— AUSGANGSDOKUMENT —
*****
# taz.de -- GHF-Essensabgabestellen in Gaza: Das Gaza-Hunger-Experiment
       
       > Hilfen für Gaza scheitern nicht an der Logistik, sondern an politischen
       > Entscheidungen. Immer wieder sterben Menschen bei der Essensausgabe.
       
 (IMG) Bild: Palästinenser warten an einer Essensausgabe, Gaza-Stadt am 14. Juli 2025
       
       Kairo taz | Für die Khalaf-Familie haben sich die Essensausgabestellen der
       amerikanisch-israelisch überwachten Gaza Humanitarian Foundation gleich
       zweimal als Todesfalle erwiesen. Erst wurde der jüngere 15-jährige Sohn
       Saqr auf dem Weg zur Ausgabestelle im Nezzarim-Korridor im zentralen
       Gazastreifen erschossen. Kurz darauf wurde der Vater Muhammad Khalaf dort
       von Granatsplittern getroffen und erlag am 28. Mai im Krankenhaus seinen
       Wunden.
       
       Jetzt ist es am letzten Sohn Ahmad jede zweite Nacht sein Leben zu
       riskieren und sich vier Kilometer zu Fuß über eine unwegsame völlig
       zerstörte Mondlandschaft dorthin auf den Weg zu machen. Der 24-Jährige
       übernachtet dann vor der Ausgabestelle mit Tausenden anderen, mit denen er
       die Hoffnung teilt, bei der Öffnung der Ausgabe einer der Ersten zu sein.
       Er will seiner Verantwortung gerecht werden, seine Mutter, seine drei
       Geschwister und sich selbst mit Nahrung zu versorgen.
       
       Ahmads Mutter Ghada macht vor ihrem Zelt neben der Gargawi-Schule im
       zentralen Gazastreifen auf offenem Feuer eine Dose Kichererbsen warm, die
       ihr Sohn vor zwei Tagen ergattern konnte. Es ist ein mit viel Angst
       erworbenes Mahl. „Ich habe Ahmad angefleht und gesagt, geh nicht mehr hin.
       Aber er entgegnete, er müsse etwas zu Essen für seine Geschwister
       organisieren. Aber dieses Essen ist in Blut getränkt“, sagt Ghada einem
       lokalen Kontakt der taz.
       
       ## Traumatisiert durch die Erschießung des Vaters
       
       Doch ihr Sohn lässt sich nicht abbringen. „Was soll ich machen, wenn ich
       nicht gehe, haben wir nichts zu Essen und zu Trinken. Manchmal komme ich
       mit leeren Händen heim, manchmal schaffe ich es, Speiseöl, etwas Mehl,
       Pasta oder Linsen nach Hause zu bringen“, erzählt er.
*****
— ZU ERLEDIGENDE AUFGABEN —
#1 Fasse den Absatz „Jetzt ist es am letzten Sohn Ahmad“ im Artikel über die Essensausgabestellen in Gaza als kurze Stichpunktliste zusammen und behalte dabei seine wichtigsten Fakten bei.
#2 Führe bitte den Artikel über die Essensausgabestellen in Gaza im Anschluss an seinen letzten Satz weiter.

(Datensätze zum Zeigen)
*****
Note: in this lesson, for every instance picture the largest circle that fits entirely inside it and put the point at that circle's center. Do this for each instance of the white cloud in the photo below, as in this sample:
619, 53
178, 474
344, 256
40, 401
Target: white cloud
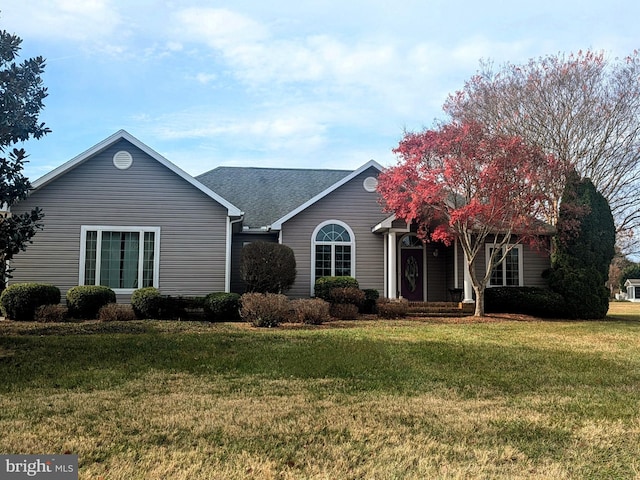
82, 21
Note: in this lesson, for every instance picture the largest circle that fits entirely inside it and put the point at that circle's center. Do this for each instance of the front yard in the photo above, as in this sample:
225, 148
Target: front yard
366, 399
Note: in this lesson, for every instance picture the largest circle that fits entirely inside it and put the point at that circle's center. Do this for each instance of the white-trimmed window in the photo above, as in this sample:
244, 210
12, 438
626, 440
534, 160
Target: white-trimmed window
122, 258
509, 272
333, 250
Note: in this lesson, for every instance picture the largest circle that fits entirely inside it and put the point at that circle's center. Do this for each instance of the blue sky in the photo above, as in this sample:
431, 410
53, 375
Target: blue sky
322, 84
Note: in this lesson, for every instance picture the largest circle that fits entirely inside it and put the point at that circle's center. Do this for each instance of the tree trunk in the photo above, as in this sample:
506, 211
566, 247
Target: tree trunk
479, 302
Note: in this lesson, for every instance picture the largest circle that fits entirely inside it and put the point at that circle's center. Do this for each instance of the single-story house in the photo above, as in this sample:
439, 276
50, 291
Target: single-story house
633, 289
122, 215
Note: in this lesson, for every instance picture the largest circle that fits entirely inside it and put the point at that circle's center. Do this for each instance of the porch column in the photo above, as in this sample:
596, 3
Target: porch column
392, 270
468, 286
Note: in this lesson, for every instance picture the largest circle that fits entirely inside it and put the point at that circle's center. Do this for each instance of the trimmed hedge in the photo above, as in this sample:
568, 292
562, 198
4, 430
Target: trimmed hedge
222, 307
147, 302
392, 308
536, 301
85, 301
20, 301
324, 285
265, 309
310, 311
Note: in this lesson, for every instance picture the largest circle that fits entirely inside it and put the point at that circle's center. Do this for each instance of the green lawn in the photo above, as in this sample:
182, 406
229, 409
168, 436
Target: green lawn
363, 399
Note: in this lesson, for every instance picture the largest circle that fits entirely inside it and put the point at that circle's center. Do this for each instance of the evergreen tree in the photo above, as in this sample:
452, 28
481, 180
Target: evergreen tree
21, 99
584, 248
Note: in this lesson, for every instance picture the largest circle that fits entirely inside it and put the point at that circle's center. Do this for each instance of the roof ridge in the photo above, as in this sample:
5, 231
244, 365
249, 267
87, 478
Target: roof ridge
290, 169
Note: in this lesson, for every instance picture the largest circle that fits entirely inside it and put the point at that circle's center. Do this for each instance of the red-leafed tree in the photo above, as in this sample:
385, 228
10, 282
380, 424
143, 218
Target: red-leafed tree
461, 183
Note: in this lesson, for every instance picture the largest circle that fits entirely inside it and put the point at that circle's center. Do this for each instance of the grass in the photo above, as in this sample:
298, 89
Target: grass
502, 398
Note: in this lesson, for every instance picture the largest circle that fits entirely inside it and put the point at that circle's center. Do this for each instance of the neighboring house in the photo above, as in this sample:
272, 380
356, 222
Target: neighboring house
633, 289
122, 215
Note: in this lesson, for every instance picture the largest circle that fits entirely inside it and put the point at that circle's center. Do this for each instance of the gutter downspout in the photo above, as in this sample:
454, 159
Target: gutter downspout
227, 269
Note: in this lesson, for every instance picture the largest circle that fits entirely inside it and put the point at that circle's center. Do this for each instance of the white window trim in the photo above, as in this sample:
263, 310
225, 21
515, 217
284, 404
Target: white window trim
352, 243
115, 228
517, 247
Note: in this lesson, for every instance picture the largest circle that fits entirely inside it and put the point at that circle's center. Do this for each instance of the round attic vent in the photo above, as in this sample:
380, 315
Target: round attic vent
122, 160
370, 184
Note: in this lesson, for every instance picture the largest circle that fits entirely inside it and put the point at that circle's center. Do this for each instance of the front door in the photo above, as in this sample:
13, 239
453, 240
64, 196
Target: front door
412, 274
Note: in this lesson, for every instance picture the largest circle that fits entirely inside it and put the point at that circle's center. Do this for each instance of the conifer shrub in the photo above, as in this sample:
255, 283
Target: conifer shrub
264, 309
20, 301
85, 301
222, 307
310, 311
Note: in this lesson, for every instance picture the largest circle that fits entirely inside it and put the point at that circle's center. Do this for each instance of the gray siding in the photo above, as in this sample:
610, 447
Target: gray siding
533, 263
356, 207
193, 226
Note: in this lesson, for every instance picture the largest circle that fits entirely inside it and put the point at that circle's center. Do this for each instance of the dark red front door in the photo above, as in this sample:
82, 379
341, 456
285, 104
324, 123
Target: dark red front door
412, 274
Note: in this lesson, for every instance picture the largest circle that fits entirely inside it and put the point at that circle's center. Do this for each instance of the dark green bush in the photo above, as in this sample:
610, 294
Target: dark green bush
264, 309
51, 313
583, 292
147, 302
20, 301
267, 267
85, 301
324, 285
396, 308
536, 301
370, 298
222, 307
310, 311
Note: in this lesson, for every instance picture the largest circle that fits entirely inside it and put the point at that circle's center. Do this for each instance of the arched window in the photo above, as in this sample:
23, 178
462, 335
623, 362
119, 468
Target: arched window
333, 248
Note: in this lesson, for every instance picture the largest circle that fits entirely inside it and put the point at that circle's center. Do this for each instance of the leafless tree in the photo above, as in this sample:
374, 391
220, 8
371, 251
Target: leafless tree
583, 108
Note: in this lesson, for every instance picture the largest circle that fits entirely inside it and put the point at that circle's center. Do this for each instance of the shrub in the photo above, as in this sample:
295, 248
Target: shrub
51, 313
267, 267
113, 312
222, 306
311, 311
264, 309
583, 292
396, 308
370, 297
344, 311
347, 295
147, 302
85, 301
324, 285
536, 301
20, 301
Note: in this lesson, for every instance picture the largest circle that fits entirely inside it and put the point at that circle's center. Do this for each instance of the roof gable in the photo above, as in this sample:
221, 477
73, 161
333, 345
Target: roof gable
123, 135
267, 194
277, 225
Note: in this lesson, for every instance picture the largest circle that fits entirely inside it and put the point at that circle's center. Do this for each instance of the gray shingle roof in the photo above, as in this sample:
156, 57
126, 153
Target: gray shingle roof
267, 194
*****
— ANTWORTEN DER REIHE NACH —
#1
- Ahmad, der letzte Sohn der Familie, ist 24 Jahre alt und riskiert jede zweite Nacht sein Leben.
- Er geht vier Kilometer zu Fuß über eine unwegsame, völlig zerstörte Mondlandschaft zur Ausgabestelle.
- Dort übernachtet er mit Tausenden anderen, die bei der Öffnung zu den Ersten gehören wollen.
- Er will seine Mutter, seine drei Geschwister und sich selbst mit Nahrung versorgen.

#2
       Ahmad geht auf seine Mission, etwas zu Essen zu finden, obwohl er völlig
       traumatisiert ist. „Die Nacht, in der ich zusammen mit meinem Vater zur
       Ausgabestelle gegangen bin, als er tödlich verletzt wurde, war die
       schlimmste meines Lebens“, erinnert sich Ahmad. „Es wurde geschossen,
       Menschen sind vor mir tot zusammengebrochen. Die Angst, überall Tod, ich
       wusste nicht, was ich machen sollte. Wir saßen in der Falle“, schildert er
       diese tragische Nacht.
       
       In dem Chaos hatte er seinen Vater aus den Augen verloren. Acht Stunden
       habe er ihn überall gesucht. Er habe sich durch die Menge der Menschen
       geschoben. Schließlich habe er gehört, dass einige der Verletzten [1][in
       das Al-Aksa-Krankenhaus in Deir al-Balah] gebracht worden seien. Dort hat
       er schließlich seinen Vater gefunden, um ihm die nächsten Tage beim Sterben
       zuzusehen.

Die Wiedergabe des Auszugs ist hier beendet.